SET PROBLEM
Write the next part of the forum thread about running a MapReduce job on a file that another process is still writing and syncing, picking up after its final line.

TEXT
Home | About | Sematext search-lucene.com search-hadoop.com
NEW: Monitor These Apps!
elasticsearch, apache solr, apache hbase, hadoop, redis, casssandra, amazon cloudwatch, mysql, memcached, apache kafka, apache zookeeper, apache storm, ubuntu, centOS, red hat, debian, puppet labs, java, senseiDB
 Search Hadoop and all its subprojects:

Switch to Threaded View
MapReduce >> mail # user >> map reduce and sync


Copy link to this message
-
Re: map reduce and sync
Helo Hemanth, thanks for answering.
The file is open by a separate process not map reduce related at all. You
can think of it as a servlet, receiving requests, and writing them to this
file, every time a request is received it is written and
org.apache.hadoop.fs.FSDataOutputStream.sync() is invoked.

At the same time, I want to run a map reduce job over this file. Simply
runing the word count example doesn't seem to work, it is like if the file
were empty.

hadoop -fs -tail works just fine, and reading the file using
org.apache.hadoop.fs.FSDataInputStream also works ok.

Last thing, the web interface doesn't see the contents, and command hadoop
-fs -ls says the file is empty.

What am I doing wrong?

Thanks!

MATERIAL SHOWN
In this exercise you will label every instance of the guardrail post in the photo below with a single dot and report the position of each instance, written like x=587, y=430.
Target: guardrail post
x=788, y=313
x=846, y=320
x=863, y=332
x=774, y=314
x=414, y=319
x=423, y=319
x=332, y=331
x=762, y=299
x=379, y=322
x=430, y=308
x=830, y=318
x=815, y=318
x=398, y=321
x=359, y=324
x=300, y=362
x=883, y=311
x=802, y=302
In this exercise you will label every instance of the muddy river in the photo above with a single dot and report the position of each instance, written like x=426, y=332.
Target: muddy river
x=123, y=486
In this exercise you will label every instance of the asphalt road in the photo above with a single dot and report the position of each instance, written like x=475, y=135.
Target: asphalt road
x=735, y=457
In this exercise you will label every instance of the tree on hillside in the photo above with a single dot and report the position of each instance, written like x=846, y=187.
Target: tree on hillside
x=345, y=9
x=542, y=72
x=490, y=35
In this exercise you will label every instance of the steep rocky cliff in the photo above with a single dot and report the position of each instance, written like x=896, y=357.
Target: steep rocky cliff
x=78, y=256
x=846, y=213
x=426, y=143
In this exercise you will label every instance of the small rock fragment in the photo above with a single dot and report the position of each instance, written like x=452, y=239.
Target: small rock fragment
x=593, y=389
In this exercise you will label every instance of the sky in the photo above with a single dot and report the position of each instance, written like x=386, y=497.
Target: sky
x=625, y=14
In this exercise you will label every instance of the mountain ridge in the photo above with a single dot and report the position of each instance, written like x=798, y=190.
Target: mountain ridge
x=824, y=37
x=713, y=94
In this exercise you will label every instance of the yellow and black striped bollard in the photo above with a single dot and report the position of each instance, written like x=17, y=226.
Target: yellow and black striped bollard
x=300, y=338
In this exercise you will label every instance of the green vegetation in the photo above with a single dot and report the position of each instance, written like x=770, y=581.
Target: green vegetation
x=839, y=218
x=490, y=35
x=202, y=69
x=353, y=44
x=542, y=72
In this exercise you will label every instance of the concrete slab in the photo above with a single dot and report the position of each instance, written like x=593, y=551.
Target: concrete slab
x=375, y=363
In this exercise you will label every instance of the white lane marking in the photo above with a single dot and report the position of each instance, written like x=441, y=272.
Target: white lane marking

RESULT
Lucas

On Sat, Feb 23, 2013 at 4:37 AM, Hemanth Yamijala <[EMAIL PROTECTED]
> wrote:

> Could you please clarify, are you opening the file in your mapper code and
> reading from there ?
>
> Thanks
> Hemanth
>
> On Friday, February 22, 2013, Lucas Bernardi wrote:
>
>> Hello there, I'm trying to use hadoop map reduce to process an open file.
>> The writing process, writes a line to the file and syncs the file to
>> readers.
>> (org.apache.hadoop.fs.FSDataOutputStream.sync()).
>>
>> If I try to read the file from another process, it works fine, at least
>> using
>> org.apache.hadoop.fs.FSDataInputStream.
>>
>> hadoop -fs -tail also works just fine
>>
>> But it looks like map reduce doesn't read any data. I tried using the
>> word count example, same thing, it is like if the file were empty for the
>> map reduce framework.
>>
>> I'm using hadoop 1.0.3. and pig 0.10.0
>>
>> I need some help around this.
>>
>> Thanks!
>>
>> Lucas
>>
>
NEW: Monitor These Apps!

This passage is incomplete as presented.